▶ [Short task]:
Locate each line in the material below that contains the string "white", treating uppercase and lowercase as different, and copy every such line.

▶ [Records shown]:

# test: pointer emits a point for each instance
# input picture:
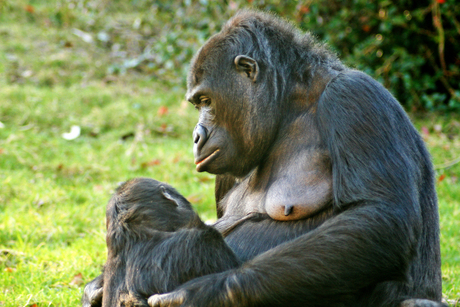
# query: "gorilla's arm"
(358, 248)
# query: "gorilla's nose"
(200, 135)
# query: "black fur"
(156, 242)
(325, 190)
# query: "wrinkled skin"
(324, 188)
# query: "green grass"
(53, 191)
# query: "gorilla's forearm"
(331, 264)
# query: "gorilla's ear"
(167, 195)
(247, 65)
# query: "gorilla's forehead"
(207, 60)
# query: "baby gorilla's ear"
(167, 195)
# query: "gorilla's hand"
(172, 299)
(92, 294)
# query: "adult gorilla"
(325, 189)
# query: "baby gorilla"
(156, 242)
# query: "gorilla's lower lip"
(199, 163)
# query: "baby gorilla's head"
(142, 205)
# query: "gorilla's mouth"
(200, 164)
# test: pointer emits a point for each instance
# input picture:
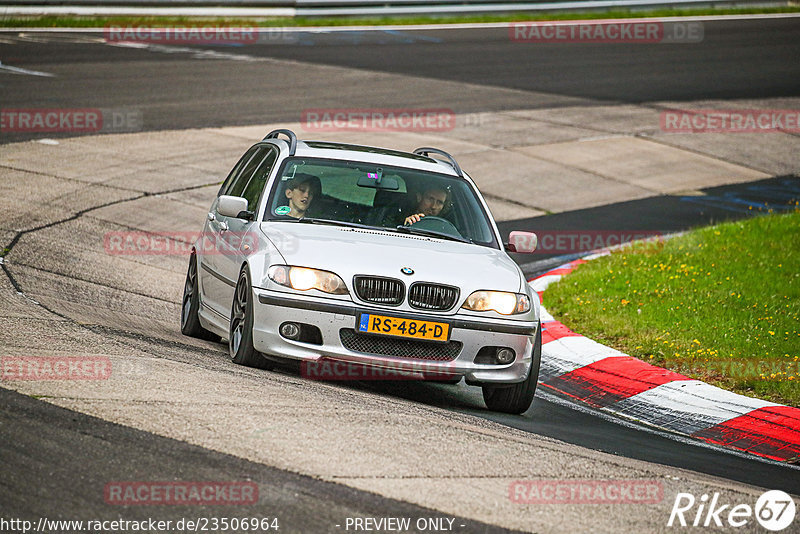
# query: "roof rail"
(288, 133)
(425, 150)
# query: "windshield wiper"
(314, 220)
(431, 233)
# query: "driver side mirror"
(229, 206)
(522, 242)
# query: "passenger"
(431, 202)
(301, 191)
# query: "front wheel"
(517, 398)
(190, 322)
(240, 333)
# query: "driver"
(430, 202)
(301, 191)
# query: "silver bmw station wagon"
(349, 257)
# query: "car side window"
(254, 188)
(235, 172)
(240, 182)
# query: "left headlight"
(499, 301)
(303, 279)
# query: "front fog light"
(290, 330)
(304, 278)
(504, 356)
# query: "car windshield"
(378, 196)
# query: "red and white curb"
(613, 382)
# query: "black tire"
(190, 305)
(240, 333)
(517, 398)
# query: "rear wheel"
(517, 398)
(190, 322)
(240, 334)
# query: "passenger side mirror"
(522, 242)
(232, 207)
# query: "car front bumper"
(272, 309)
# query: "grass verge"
(720, 304)
(100, 22)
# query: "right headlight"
(304, 278)
(500, 301)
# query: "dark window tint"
(252, 191)
(226, 185)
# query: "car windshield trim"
(432, 233)
(317, 220)
(468, 212)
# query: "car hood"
(351, 251)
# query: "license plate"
(398, 327)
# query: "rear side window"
(240, 182)
(226, 185)
(252, 191)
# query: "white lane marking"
(567, 354)
(686, 406)
(17, 70)
(196, 53)
(444, 26)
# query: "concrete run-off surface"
(78, 300)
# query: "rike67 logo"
(774, 511)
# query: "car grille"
(426, 296)
(379, 290)
(399, 348)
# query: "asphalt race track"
(322, 453)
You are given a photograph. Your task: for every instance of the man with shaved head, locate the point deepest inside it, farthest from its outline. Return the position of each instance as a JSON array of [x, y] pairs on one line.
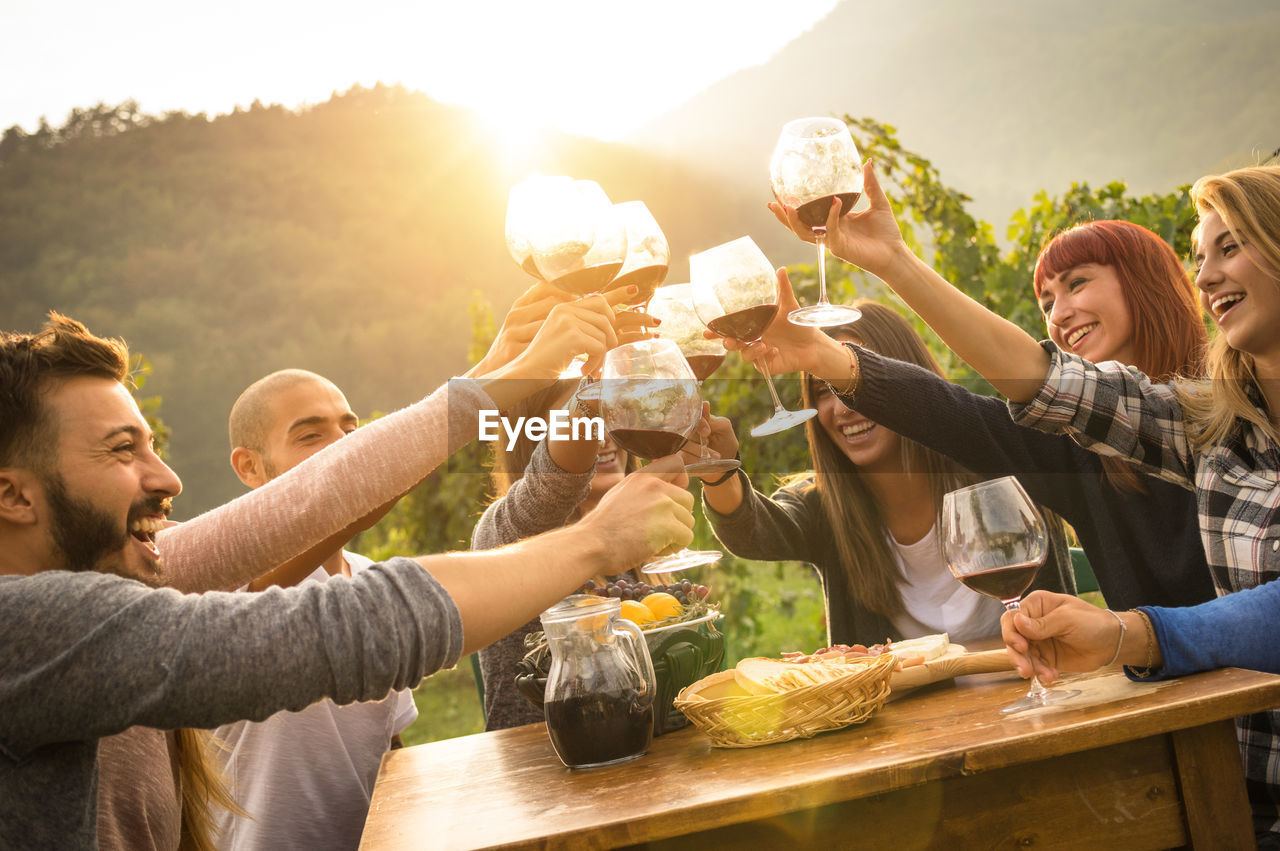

▶ [Solution to this task]:
# query: "red and white curb"
# query: "white lane marking"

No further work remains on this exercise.